╭─ 本文の抜粋

■少女の影が恐怖を呼ぶ新感覚のホラーFPS
ホラーとオカルト,バイオレンスとスプラッターを融合させた異色のFPS,「F.E.A.R.」。などと書くと「キワモノか?」と思う人もいるだろうが,基本となる撃ち合いの爽快感や戦術性,そしてサウンドやグラフィックスにも手を抜かないエンタティメント性の高いゲームなのだ。怖いですよお〜 |
「F.E.A.R.」の初お目見えは2004年5月のE3で,展示は"ビハインド・ザ・カーテン"スタイルで行われた。これは「アポイントのある人だけ,奥の小部屋ですごいものをお見せしましょうウフフ」という形式で,そのとき我々の眼前に登場したのが,次世代技術のグラフィックスをふんだんに使ったホラータッチのFPS,「F.E.A.R.」だったわけだ。つまり,何の偶然か,筆者は本作のマスコミ初登場の場に立ち会ったわけだが,その時のごく正直な気持ちを言えば「ふーん」だったかと。なにしろあなた,同年のE3といえば「DOOM 3」と「ハーフライフ 2」の話題で会場は持ちきり。「次世代技術のグラフィックス」というのも共通ポイントで,私の頭に本作が強く印象に残る余裕があまりなかったのだ。
だが,今年に入ってから状況は徐々に変化した。2005年3月のGDCにおけるプレイアブル展示,そして5月のE3におけるプレイイベント,さらに8月のデモ版公開と順調に推移し,マルチプレイβデモ公開(6月)のときこそ「これは,ちょっとどうかなあ?」と思わせたものの,発売直前にはしっかりブレイクしてしまったのだ。デモに対する世間の評判も高く,他人に影響されやすい私のボルテージも徐々に高まったというわけである。
私はこんな仕事をして長いが(今は学生),先を見る目に関してはこの通りだ。えへへ。
制作は,高い技術力とプロらしい演出が光る実力派デベロッパのMonolith Production社だ。私は長年,同社のファンであり,なによりも"No One Lives Forever"(以下,NOLF)シリーズの,というか主人公である美貌の女スパイ,ケイト・アーチャーその人にぞっこんラブ。NOLF"3"の登場を強く願っている者なので,最初「F.E.A.R.」を見たときに「ふーん」と思ってしまった原因は,そんなところにもあるのかもしれない。まあ,どうでもいいですか?
「F.E.A.R.」の前面に強く押し出されているのは,濃厚な"ホラーテイスト"だ。ホラーなFPSといえば,ご存じの通り「DOOM3」があるが,あちらも確かに怖かったものの,基本的にはマッチョ系で,舞台も遠く離れた惑星,敵の行動や目的も明確であった。これに対し,本作のメインイメージ「廊下の端に立つ少女」はいわゆる心霊ホラー系,もっと,なんちゅうか,静かでウエットな恐怖感だ。いってみれば,日常の隙間に入り込んだ怪異,相手が何を考えているか分からない不気味さ,次に何が起こるのか予想のつかない焦燥感,とでもいったらいいのだろうか。なにはともあれ,「心配性のリス並みに臆病」だと言われる私に,これが耐えられるのであろうか,という不安をはらんだままゲームを始めてみよう。

╰─
╭─ 記録データ

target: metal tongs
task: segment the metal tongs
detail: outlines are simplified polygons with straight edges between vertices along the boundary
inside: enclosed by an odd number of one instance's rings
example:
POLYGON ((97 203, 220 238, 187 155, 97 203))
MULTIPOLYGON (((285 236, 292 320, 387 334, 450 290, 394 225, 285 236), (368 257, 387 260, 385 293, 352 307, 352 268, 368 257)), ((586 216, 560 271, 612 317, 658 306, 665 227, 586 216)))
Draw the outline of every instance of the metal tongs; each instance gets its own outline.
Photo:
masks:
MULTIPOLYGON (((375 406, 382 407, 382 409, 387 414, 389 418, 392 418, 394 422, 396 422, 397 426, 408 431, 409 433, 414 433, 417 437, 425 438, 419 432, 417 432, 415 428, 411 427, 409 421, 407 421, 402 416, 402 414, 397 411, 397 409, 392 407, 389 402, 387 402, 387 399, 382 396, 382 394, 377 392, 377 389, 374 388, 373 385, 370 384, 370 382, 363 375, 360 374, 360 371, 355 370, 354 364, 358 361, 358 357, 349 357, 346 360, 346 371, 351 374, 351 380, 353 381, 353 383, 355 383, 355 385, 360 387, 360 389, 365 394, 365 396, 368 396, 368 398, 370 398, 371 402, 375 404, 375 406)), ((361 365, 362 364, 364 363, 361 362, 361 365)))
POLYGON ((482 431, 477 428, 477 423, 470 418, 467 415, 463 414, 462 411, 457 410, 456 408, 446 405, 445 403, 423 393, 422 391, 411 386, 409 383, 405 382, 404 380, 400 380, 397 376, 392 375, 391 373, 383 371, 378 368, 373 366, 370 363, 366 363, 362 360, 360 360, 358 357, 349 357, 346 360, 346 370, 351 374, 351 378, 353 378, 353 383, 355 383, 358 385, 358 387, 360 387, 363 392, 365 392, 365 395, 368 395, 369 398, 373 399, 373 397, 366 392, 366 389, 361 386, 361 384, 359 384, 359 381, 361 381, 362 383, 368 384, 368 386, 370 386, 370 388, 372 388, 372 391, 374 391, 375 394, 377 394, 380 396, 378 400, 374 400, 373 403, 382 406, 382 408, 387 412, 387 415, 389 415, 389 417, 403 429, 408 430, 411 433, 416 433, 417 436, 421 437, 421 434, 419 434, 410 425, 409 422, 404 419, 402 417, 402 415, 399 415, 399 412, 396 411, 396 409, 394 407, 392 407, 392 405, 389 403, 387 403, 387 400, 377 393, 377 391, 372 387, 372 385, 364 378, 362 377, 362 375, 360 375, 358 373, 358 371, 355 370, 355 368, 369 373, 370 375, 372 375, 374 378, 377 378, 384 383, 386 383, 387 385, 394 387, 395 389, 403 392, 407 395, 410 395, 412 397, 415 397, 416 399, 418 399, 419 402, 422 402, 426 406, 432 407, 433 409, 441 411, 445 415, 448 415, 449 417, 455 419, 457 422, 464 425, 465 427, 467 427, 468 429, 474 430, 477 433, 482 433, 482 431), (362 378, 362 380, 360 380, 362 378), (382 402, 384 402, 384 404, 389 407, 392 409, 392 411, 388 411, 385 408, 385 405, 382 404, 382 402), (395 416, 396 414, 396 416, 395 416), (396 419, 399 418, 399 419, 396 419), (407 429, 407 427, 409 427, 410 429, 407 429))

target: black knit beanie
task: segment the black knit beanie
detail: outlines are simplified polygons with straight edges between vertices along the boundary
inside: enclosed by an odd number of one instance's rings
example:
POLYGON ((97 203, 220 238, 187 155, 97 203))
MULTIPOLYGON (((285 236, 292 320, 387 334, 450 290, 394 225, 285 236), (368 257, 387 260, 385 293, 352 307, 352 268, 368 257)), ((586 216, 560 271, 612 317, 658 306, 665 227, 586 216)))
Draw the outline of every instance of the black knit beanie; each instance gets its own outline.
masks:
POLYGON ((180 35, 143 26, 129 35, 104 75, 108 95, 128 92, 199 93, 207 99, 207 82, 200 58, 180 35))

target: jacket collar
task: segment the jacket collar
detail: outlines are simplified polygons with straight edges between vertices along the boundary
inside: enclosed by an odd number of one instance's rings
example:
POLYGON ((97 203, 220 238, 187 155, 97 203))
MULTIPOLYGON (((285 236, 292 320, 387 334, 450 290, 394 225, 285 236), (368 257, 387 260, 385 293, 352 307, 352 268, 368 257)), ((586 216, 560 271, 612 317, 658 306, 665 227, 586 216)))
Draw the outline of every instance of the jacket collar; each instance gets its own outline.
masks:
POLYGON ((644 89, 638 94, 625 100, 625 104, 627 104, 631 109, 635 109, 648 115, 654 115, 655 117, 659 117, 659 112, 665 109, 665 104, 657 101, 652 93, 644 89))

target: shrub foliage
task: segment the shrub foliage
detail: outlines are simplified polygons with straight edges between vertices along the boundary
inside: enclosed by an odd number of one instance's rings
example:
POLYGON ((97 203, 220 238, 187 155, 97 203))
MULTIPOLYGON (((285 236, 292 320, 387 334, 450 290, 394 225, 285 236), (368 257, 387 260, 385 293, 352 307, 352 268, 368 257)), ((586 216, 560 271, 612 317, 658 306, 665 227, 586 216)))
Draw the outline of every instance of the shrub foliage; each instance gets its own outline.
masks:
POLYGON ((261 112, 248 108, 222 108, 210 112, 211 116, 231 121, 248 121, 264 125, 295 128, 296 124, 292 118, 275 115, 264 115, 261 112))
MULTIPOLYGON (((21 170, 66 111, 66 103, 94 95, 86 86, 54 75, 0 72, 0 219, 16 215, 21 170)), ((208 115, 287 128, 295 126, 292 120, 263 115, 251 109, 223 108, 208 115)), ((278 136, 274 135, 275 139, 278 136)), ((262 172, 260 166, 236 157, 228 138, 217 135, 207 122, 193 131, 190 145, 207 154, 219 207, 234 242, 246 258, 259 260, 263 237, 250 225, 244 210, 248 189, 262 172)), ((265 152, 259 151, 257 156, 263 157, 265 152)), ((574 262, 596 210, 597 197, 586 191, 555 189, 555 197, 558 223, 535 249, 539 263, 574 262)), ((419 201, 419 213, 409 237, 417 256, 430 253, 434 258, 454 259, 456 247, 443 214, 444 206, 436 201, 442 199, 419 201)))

╰─

> [やること]:
1. 次の(a)〜(c)が本文と合っているか、それぞれ「はい」か「いいえ」で答え、決め手になる本文の言葉をそのまま引いてください。(a)「F.E.A.R.」が初めて人前に出たのは2004年5月のE3である。(b) マルチプレイβデモは8月に公開された。(c)「F.E.A.R.」を作ったのはMonolith Production社である。
2. 本文の「だが,今年に入ってから」で始まる段落を、主な事実を残して箇条書きにまとめてください。

> [答え]:
1.
(a) はい。「「F.E.A.R.」の初お目見えは2004年5月のE3で」
(b) いいえ。「マルチプレイβデモ公開(6月)」
(c) はい。「制作は,高い技術力とプロらしい演出が光る実力派デベロッパのMonolith Production社だ。」

2.
- 2005年3月:GDCでプレイできる展示
- 5月:E3でプレイイベント
- 6月:マルチプレイβデモ公開(筆者は少し首をかしげた)
- 8月:デモ版公開
- 発売直前には一気に人気が出て、デモの評判も高く、筆者の期待もだんだん高まった